Challeging innovation – and reforming copyright

Steven Pearlstein’s column in this morning’s Washington Post “A Sound Marketplace For Recorded Music” is a case study in how to attempt to stifle innovation:

Here in Washington, there is nothing more amusing than watching business interests work themselves up into a righteous frenzy over a threat to their monopoly profits from a new technology or some upstart with a different business model. Invariably, the monopolists (or their first cousins, the oligopolists) try to present themselves as champions of the consumer, or defenders of a level playing field, as if they hadn’t become ridiculously rich by sticking it to consumers and enjoying years in which the playing field was tilted to their advantage.
A recent example is the political and legal attack mounted by the music-recording industry against the upstarts of satellite radio.
You’d think an industry that has managed to turn out so much mediocre music for so many years, done so much to lower moral standards and lost so much business to illegal file-sharing would have something better to do than attack some of the few distributors that are actually expanding the market and charging for music. But the prospect that the industry might not extract every last penny out of the new satellite radio services and their customers is simply unacceptable to the Recording Industry Association of America.
. . .
The fundamental problem here is that there really isn’t a free and open “market” for recorded music.

▸ Jobs
(a) In the listing, take the lines from its first line through the line containing "[[573,427],[573,371],[379,362],[311,347],[311,434],[531,434]]", inclusive, and replace "black mudflap" with "rubber mudflap". Reproduce only those lines, leaving everything else in them unchanged.
(b) Write the next part of the post on the recording industry and copyright, continuing after its final sentence.

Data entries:
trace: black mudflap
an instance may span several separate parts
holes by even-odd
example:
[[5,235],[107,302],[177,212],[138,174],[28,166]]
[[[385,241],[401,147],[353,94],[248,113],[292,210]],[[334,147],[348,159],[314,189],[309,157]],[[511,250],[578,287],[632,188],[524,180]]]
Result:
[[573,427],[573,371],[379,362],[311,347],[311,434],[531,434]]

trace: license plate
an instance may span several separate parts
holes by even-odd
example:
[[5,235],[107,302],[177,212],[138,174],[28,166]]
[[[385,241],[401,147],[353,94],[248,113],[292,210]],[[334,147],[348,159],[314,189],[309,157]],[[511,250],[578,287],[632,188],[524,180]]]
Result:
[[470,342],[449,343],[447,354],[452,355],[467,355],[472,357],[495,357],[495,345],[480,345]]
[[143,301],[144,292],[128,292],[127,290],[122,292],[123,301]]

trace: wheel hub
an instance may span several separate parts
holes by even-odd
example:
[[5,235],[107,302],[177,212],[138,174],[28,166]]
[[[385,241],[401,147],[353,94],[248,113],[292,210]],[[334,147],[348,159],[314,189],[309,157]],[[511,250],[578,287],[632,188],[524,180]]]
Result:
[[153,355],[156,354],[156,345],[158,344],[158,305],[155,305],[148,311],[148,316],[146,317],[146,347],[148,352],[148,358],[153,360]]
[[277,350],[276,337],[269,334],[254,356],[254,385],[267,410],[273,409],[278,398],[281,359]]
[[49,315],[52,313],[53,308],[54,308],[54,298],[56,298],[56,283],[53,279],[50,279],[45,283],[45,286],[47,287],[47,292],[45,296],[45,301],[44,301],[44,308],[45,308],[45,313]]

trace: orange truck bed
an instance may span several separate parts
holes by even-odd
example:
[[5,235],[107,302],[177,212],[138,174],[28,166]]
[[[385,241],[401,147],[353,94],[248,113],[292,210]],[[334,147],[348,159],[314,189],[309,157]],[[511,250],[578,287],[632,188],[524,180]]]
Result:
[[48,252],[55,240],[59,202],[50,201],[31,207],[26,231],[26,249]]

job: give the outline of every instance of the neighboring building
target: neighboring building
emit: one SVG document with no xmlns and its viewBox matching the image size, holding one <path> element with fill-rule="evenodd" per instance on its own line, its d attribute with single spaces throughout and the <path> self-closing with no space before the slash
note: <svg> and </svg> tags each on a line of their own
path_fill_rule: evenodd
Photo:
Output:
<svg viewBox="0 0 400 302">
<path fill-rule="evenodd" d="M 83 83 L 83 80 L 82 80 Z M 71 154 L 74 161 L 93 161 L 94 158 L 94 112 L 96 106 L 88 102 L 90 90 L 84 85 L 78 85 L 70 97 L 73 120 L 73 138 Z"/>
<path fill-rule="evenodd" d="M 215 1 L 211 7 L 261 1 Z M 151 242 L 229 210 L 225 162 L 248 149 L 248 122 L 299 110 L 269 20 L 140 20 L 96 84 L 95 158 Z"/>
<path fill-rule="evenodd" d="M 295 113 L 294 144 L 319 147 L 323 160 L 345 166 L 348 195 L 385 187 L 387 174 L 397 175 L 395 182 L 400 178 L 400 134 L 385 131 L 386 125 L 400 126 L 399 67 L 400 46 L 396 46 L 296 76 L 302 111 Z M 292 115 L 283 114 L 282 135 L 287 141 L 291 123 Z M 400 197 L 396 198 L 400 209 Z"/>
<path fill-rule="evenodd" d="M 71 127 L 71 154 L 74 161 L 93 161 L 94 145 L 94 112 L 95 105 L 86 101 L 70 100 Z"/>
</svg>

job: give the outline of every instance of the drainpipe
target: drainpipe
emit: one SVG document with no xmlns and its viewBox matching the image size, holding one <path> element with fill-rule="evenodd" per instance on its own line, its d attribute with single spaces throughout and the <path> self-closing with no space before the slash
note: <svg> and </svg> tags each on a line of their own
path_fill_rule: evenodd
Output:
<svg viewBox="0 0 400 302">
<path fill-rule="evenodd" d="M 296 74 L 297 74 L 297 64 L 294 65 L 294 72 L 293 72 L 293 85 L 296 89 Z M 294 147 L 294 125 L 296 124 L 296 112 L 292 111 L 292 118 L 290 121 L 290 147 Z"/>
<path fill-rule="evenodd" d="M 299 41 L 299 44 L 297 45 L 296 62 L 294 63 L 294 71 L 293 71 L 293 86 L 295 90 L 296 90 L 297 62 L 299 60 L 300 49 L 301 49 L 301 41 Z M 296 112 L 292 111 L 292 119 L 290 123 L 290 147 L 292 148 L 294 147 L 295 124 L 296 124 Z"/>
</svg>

▸ Outputs by task
(a)
trace: rubber mudflap
an instance may span several separate parts
holes by even-odd
example:
[[5,235],[107,302],[177,212],[138,174],[28,166]]
[[[385,241],[401,147],[353,94],[248,113],[292,210]],[[334,147],[348,159],[314,189],[309,157]],[[511,250],[578,287],[632,188],[524,180]]]
Result:
[[573,427],[573,371],[379,362],[311,347],[311,434],[531,434]]

(b)
It starts with copyrights, which are nothing more than little government-issued monopolies. As a result of the recording industry’s lavish political contributions, Congress has extended the copyright for music to absurd lengths of time (70 years after the death of the artist) and absurd situations (singalongs at Boy Scout campfires). This is well beyond what is reasonably required to meet the aim of encouraging artistic creation.
. . .
The copyright laws also effectively set up the record labels as a cartel that can bargain as a group with satellite and Internet radio operators over royalties and other terms. Not surprisingly, the same cartel-like behavior appears to extend to the industry’s negotiations with Apple’s iTunes and other download services, which seem to strike suspiciously similar deals at suspiciously similar times with all of the major recording studios. It’s perhaps no coincidence, then, that the industry has already settled an antitrust suit over price fixing of compact discs and is reported to be the subject of another antitrust probe regarding prices for music downloads.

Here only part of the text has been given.